READING PASSAGE »
▼▼▼

HealthDay News — There are sex-related differences in the detection, recognition, monitoring, referrals, and management of chronic kidney disease (CKD), according to a study published online July 29 in the Journal of the American Society of Nephrology.
Oskar Swartling, M.D., from the Karolinska Institutet in Stockholm, and colleagues assessed sex differences in CKD using data from 227,847 adults with probable CKD (at least one outpatient estimated glomerular filtration rate <60 mL/min per 1.73 m2 measurement from 2009 to 2017).
The researchers found that women had lower odds of having received a diagnostic code for CKD and were less likely to have received a renin-angiotensin system inhibitor and statins, despite the presence of guideline-recommended indications. Regardless of disease severity, presence of albuminuria, or criteria for referral, women were found to be less likely to have received a CKD diagnosis (hazard ratio, 0.43) and visited a nephrologist (hazard ratio, 0.46). Even among women with diabetes or hypertension, women were also less likely to undergo monitoring of creatinine or albuminuria. When adjusting for comorbidities, albuminuria, and highest educational achievement and among individuals with confirmed CKD at retesting, sex-related associations persisted. Despite improvements in nephrology-care indicators over time, the observed sex gap persisted.
“Efforts to improve and ensure equitable health care between the sexes could have important implications for justice and could reduce the burden of CKD,” the authors write.
Several authors disclosed financial ties to the pharmaceutical industry.

▲▲▲

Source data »

▼▼▼

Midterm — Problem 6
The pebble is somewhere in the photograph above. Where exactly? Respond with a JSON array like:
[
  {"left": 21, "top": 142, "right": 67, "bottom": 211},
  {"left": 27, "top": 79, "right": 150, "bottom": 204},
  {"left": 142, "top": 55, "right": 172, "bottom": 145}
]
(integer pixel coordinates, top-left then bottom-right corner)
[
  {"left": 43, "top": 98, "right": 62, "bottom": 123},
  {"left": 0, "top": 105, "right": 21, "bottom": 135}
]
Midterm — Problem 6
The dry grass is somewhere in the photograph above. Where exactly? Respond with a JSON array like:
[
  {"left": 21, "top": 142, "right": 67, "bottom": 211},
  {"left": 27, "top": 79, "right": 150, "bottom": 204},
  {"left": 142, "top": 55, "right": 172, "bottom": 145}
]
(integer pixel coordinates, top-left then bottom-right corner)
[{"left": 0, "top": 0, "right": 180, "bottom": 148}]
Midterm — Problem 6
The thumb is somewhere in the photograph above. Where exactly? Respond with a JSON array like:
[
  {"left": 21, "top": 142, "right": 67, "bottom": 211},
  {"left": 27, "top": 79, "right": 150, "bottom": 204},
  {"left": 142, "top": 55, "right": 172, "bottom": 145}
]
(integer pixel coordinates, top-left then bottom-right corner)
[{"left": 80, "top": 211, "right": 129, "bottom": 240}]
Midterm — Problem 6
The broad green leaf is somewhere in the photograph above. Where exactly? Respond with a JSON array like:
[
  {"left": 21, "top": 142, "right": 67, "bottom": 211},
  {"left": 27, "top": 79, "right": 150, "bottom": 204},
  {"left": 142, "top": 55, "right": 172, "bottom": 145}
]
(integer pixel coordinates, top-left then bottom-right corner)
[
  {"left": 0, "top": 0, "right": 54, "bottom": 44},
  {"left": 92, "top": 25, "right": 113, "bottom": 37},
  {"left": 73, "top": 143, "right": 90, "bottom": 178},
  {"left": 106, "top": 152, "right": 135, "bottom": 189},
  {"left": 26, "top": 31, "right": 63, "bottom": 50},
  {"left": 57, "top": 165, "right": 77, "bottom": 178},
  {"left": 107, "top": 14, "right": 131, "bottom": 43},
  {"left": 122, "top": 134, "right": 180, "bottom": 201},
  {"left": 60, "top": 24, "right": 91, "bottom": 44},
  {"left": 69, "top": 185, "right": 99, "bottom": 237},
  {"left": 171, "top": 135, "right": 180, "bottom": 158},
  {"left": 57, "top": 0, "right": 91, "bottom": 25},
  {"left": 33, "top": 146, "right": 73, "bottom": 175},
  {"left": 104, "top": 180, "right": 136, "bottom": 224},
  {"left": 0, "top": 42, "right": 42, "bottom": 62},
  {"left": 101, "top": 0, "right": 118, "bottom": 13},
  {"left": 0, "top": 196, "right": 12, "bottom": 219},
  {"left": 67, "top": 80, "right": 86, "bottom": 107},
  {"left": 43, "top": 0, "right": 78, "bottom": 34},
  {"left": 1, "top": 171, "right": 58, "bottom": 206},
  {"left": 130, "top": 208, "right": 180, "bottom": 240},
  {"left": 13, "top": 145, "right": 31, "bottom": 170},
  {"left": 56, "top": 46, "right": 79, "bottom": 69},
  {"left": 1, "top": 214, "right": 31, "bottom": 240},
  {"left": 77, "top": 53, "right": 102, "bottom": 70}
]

▲▲▲

WORK TASK » What is the Spanish translation of this sentence from the kidney disease news report: "Despite improvements in nephrology-care indicators over time, the observed sex gap persisted."? Nothing in the data is needed here.

ANSWER AREA » A pesar de las mejoras en los indicadores de atención nefrológica a lo largo del tiempo, la brecha observada entre los sexos persistió.